EXTRACT section start

German painter (1824–1911)

Johann Michael Ferdinand Heinrich Hofmann (19 March 1824 – 23 June 1911) was a German painter of the late 19th to early 20th century. He was the uncle of the German painter Ludwig von Hofmann. He was born in Darmstadt and died in Dresden. He is best known for his many paintings depicting the life of Jesus Christ.

==Life==
Heinrich Hofmann grew up in a family that harbored a deep interest in art. His father, advocate Heinrich Karl Hofmann (1795–1845) painted in watercolors, his mother Sophie Hofmann, née Volhard (1798–1854) gave lessons in art before she married, and his four brothers all showed artistic talent. Heinrich, however, was the only one for whom art was not only a profession but the center of his life.

Hofmann received his first lessons in art from the copper engraver Ernst Rauch in Darmstadt. Then, in 1842, he entered the Academy of Art in Düsseldorf and attended the classes given in painting by Theodor Hildebrandt. Later, he was accepted into the studio of Wilhelm von Schadow and there he created his first large painting: A scene from the life of Alboin, King of the Langobards.

EXTRACT section end

■ **HOW TO COMPLETE THIS TASK**: Continue the biography of Heinrich Hofmann from the point where it ends.

DATA FOR ANALYSIS section start

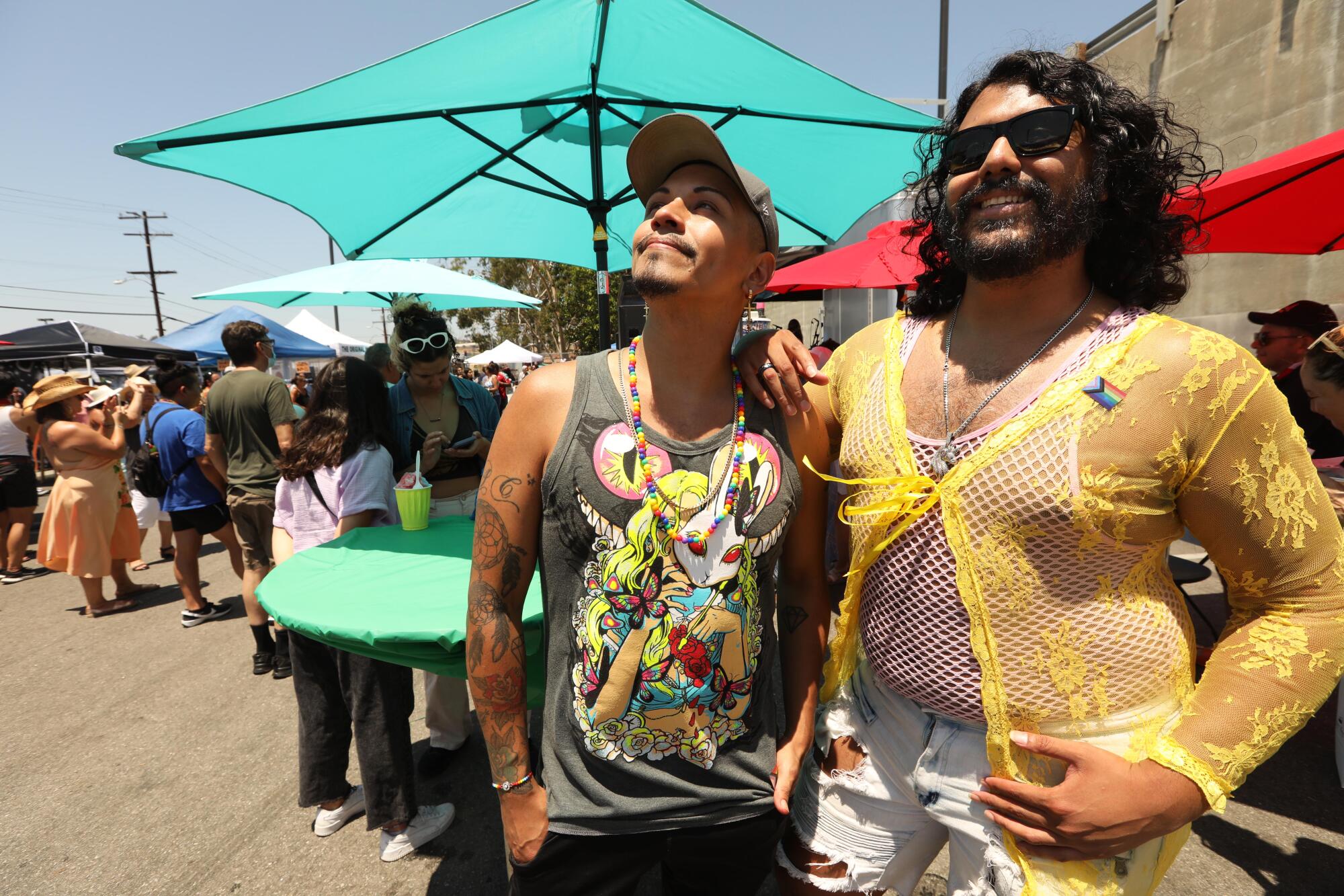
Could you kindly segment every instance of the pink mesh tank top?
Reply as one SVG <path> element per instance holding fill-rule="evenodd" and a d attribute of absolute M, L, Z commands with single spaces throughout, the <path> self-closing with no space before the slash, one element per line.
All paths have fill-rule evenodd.
<path fill-rule="evenodd" d="M 1113 311 L 1019 408 L 958 439 L 960 456 L 980 448 L 1000 425 L 1031 408 L 1055 381 L 1077 373 L 1093 352 L 1124 336 L 1145 313 L 1142 308 Z M 902 362 L 910 358 L 923 328 L 922 320 L 906 323 Z M 930 475 L 939 443 L 913 432 L 906 436 L 919 472 Z M 970 618 L 957 592 L 957 561 L 941 514 L 921 517 L 878 557 L 864 576 L 859 605 L 863 650 L 883 683 L 935 713 L 985 722 L 980 663 L 970 650 Z"/>

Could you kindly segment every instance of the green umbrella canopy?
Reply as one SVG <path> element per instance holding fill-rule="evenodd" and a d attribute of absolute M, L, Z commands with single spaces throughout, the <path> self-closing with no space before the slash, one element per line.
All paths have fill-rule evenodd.
<path fill-rule="evenodd" d="M 660 62 L 660 50 L 684 62 Z M 669 112 L 715 125 L 770 184 L 781 245 L 832 242 L 900 190 L 915 140 L 935 124 L 689 0 L 535 0 L 116 151 L 285 202 L 347 258 L 621 269 L 642 219 L 625 152 Z"/>

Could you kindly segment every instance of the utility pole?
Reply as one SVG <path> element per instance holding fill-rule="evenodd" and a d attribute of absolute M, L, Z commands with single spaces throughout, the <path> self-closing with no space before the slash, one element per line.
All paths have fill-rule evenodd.
<path fill-rule="evenodd" d="M 938 11 L 938 117 L 948 112 L 948 3 L 942 0 Z"/>
<path fill-rule="evenodd" d="M 144 237 L 145 239 L 145 257 L 149 260 L 149 270 L 128 270 L 129 274 L 149 274 L 149 292 L 155 293 L 155 319 L 159 322 L 159 335 L 164 335 L 164 315 L 159 307 L 159 274 L 161 273 L 177 273 L 176 270 L 155 270 L 155 250 L 149 244 L 151 237 L 171 237 L 171 233 L 149 233 L 149 219 L 151 218 L 167 218 L 168 215 L 152 215 L 148 211 L 128 211 L 125 214 L 117 215 L 120 221 L 138 221 L 142 225 L 140 233 L 128 233 L 126 237 Z"/>
<path fill-rule="evenodd" d="M 336 241 L 331 234 L 327 234 L 327 257 L 331 264 L 336 264 Z M 336 318 L 336 328 L 340 330 L 340 305 L 332 305 L 332 315 Z"/>

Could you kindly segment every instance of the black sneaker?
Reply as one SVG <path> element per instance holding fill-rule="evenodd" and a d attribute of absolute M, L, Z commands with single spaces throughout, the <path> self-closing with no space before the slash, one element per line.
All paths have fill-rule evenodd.
<path fill-rule="evenodd" d="M 294 667 L 289 662 L 289 654 L 276 654 L 276 671 L 270 674 L 271 678 L 289 678 L 294 674 Z"/>
<path fill-rule="evenodd" d="M 191 628 L 194 626 L 199 626 L 200 623 L 207 623 L 211 619 L 223 619 L 231 612 L 234 612 L 233 607 L 206 601 L 206 605 L 200 609 L 181 611 L 181 627 Z"/>
<path fill-rule="evenodd" d="M 253 674 L 265 675 L 276 667 L 276 654 L 253 654 Z"/>
<path fill-rule="evenodd" d="M 0 576 L 0 584 L 13 585 L 20 581 L 46 576 L 48 572 L 51 570 L 46 566 L 19 566 L 13 572 L 5 570 L 4 576 Z"/>

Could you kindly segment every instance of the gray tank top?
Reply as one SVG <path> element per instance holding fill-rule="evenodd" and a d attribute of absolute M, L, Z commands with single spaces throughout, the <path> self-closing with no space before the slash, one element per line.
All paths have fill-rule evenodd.
<path fill-rule="evenodd" d="M 782 696 L 775 565 L 798 500 L 784 417 L 749 397 L 734 514 L 703 553 L 645 506 L 607 352 L 579 358 L 542 479 L 542 775 L 551 829 L 640 833 L 771 810 Z M 727 385 L 727 383 L 724 383 Z M 645 426 L 663 492 L 702 531 L 723 507 L 732 426 L 676 441 Z M 820 550 L 820 546 L 818 546 Z"/>

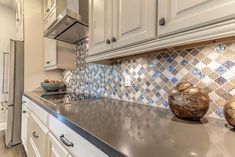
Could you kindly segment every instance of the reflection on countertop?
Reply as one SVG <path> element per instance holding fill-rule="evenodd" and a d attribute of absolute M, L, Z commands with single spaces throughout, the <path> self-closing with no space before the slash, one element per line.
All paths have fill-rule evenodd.
<path fill-rule="evenodd" d="M 183 121 L 168 109 L 108 98 L 56 106 L 40 99 L 40 94 L 29 92 L 25 96 L 114 148 L 120 156 L 233 157 L 235 154 L 235 132 L 225 127 L 223 120 L 205 117 L 201 122 Z M 90 142 L 97 146 L 94 140 Z M 97 147 L 105 152 L 102 146 Z"/>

DATA FOR ANALYSIS section end

■ **EXPECTED ANSWER**:
Thereafter, he traveled to the Netherlands and France to intensify his studies of art. In 1846, Hofmann visited the Academy of Art in Antwerp. After passing a longer period of time in Munich he returned to Darmstadt in 1848, and at that time, he began an intensive phase of painting portraits. The young artist found that the political activities of his family opened many doors to influential persons of the time. This afforded him the opportunity to create two portraits of Heinrich von Gagern and one of Justus von Liebig (this portrait is now in the possession of Queen of the United Kingdom). In 1851, Hofmann went to Dresden to visit the art gallery there. In 1853, he traveled to Prague to paint the portrait of Dr. Beer, Great Grand Master of the Brotherhood of the Knights of the Cross.

In 1853, Hofmann returned to Darmstadt, and in the beginning of 1854, his beloved mother died. He was deeply moved by her death and it inspired him to paint his first large religious work: Burial of Christ.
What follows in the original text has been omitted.